[Data extracted from a collection]
####

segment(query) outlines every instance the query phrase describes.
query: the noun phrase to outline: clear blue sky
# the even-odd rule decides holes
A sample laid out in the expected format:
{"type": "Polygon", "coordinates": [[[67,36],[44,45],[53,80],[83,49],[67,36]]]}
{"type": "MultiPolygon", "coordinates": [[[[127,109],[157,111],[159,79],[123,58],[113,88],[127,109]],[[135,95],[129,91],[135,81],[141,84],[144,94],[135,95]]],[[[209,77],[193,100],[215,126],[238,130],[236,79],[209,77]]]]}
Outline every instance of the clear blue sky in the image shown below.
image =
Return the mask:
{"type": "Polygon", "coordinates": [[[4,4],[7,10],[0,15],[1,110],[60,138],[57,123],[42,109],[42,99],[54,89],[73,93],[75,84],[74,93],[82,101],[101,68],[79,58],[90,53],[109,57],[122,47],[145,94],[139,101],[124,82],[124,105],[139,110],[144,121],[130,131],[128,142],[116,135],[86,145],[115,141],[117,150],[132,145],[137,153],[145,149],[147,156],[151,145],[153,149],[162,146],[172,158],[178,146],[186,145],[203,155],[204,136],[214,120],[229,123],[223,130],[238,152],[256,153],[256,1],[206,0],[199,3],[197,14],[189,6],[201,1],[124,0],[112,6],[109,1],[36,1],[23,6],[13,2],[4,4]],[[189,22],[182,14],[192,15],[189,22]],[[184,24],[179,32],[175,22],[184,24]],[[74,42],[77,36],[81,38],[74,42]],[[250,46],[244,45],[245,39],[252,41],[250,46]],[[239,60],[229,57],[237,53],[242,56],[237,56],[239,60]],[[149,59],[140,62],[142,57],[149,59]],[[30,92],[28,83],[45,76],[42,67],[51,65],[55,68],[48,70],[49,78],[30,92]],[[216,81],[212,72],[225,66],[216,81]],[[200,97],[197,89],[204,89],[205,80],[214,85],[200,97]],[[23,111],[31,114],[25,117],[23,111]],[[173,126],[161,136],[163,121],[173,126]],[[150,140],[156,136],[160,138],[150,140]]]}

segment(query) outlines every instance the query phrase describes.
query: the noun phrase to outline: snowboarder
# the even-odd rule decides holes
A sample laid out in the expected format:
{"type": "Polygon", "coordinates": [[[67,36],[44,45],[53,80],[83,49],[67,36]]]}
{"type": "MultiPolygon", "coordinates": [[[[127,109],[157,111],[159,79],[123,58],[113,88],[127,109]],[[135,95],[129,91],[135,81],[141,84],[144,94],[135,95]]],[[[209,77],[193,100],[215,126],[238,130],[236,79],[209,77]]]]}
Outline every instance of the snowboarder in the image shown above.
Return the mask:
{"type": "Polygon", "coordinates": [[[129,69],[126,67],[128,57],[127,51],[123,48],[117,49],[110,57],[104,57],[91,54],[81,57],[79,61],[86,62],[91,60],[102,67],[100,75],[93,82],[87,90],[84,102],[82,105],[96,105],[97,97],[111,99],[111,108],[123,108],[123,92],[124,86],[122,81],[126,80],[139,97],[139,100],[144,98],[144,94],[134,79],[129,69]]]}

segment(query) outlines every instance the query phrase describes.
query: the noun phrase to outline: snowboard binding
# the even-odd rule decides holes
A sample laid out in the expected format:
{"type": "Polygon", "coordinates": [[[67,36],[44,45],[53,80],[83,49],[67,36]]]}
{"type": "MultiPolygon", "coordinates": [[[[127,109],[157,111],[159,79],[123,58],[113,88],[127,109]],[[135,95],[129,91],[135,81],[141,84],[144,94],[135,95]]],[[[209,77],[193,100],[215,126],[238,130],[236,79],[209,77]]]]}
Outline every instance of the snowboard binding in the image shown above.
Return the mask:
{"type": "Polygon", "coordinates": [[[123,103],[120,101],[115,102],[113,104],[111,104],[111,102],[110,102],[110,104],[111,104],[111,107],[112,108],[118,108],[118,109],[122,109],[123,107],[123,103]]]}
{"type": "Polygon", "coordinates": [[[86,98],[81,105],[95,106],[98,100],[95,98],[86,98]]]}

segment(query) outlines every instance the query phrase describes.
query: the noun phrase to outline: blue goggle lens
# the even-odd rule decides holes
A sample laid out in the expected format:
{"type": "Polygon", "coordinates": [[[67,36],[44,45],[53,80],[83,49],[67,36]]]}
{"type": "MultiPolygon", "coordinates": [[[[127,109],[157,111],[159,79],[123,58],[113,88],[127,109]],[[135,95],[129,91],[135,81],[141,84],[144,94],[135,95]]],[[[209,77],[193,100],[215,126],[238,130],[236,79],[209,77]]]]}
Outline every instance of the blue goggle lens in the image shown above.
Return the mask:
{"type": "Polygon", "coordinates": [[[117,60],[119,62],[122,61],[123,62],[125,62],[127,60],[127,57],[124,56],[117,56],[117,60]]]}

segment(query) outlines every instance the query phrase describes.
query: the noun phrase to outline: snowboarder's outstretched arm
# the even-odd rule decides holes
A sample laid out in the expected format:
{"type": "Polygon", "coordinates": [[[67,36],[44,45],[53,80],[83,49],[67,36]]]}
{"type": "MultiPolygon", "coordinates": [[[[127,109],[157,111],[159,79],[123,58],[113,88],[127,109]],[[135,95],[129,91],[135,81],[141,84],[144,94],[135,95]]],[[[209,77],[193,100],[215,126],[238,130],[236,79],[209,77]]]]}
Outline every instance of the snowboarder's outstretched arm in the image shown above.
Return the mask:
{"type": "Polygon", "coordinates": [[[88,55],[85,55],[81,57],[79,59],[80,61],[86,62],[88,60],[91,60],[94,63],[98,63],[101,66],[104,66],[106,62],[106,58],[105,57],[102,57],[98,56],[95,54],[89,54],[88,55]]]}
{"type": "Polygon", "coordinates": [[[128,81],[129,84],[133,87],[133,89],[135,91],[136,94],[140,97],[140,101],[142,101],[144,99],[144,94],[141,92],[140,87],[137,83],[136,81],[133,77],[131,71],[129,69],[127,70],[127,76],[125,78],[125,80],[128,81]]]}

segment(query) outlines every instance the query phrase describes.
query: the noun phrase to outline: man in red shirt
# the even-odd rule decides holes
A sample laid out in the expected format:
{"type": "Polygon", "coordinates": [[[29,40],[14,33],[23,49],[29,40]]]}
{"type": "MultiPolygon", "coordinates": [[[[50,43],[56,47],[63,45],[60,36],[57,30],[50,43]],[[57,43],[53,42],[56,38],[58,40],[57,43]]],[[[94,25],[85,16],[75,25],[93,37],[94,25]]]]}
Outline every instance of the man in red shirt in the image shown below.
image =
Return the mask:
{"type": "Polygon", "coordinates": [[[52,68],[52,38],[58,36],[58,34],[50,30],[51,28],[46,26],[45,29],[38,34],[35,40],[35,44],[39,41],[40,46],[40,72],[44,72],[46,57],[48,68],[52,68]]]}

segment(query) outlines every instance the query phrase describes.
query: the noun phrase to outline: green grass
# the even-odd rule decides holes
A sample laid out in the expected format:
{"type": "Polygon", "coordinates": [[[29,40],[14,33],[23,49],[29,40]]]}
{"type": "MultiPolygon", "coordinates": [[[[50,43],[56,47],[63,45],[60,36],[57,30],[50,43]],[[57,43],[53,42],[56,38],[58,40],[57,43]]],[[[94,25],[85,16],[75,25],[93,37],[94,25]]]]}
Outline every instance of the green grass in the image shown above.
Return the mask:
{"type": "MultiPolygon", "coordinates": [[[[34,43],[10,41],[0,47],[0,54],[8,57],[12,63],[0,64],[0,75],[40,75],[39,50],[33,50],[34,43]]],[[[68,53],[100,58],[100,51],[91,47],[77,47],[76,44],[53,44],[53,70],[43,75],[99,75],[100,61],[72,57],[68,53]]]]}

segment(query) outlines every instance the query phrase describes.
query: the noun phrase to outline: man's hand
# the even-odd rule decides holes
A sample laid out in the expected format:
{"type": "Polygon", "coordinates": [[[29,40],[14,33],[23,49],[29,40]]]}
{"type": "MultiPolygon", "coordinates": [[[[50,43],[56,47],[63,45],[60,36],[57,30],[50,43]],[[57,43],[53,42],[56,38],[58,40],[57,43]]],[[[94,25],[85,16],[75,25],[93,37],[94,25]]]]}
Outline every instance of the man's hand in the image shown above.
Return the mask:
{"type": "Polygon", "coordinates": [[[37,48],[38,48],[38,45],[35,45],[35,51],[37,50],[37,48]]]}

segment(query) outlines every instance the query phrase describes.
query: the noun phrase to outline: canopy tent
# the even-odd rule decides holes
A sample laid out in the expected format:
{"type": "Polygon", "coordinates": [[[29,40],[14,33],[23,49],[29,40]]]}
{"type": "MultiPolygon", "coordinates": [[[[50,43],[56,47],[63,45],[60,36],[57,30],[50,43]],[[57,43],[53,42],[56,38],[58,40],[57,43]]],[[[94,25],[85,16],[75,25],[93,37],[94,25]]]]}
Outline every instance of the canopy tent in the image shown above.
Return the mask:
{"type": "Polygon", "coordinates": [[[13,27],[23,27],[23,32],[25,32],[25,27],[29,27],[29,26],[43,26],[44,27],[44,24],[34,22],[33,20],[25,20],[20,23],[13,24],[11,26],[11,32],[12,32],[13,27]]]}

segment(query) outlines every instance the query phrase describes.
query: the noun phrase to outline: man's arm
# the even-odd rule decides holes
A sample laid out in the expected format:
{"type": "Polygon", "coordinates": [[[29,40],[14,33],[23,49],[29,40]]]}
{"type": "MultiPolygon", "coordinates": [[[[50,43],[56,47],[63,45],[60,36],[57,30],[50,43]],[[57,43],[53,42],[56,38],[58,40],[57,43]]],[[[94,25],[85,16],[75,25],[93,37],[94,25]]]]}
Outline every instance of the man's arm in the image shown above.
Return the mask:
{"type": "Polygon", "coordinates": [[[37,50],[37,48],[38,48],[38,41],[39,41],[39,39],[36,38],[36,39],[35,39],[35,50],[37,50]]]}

####

▸ Set task: List every line of the rows above that contains the word "image". Case counts.

▸ Worked solution:
Outline every instance of the clear blue sky in the image shown below.
image =
Outline every instance of the snowboarder in the image shown above.
Outline every instance of the snowboard binding in the image shown above.
Outline every instance of the blue goggle lens in the image shown above.
Outline every instance of the snowboarder's outstretched arm in the image shown above.
Outline every instance of the man in red shirt in the image shown below.
image =
Outline every instance of the green grass in the image shown above.
Outline every instance of the man's hand in the image shown above.
Outline every instance of the canopy tent in the image shown above.
Outline every instance of the man's arm in the image shown above.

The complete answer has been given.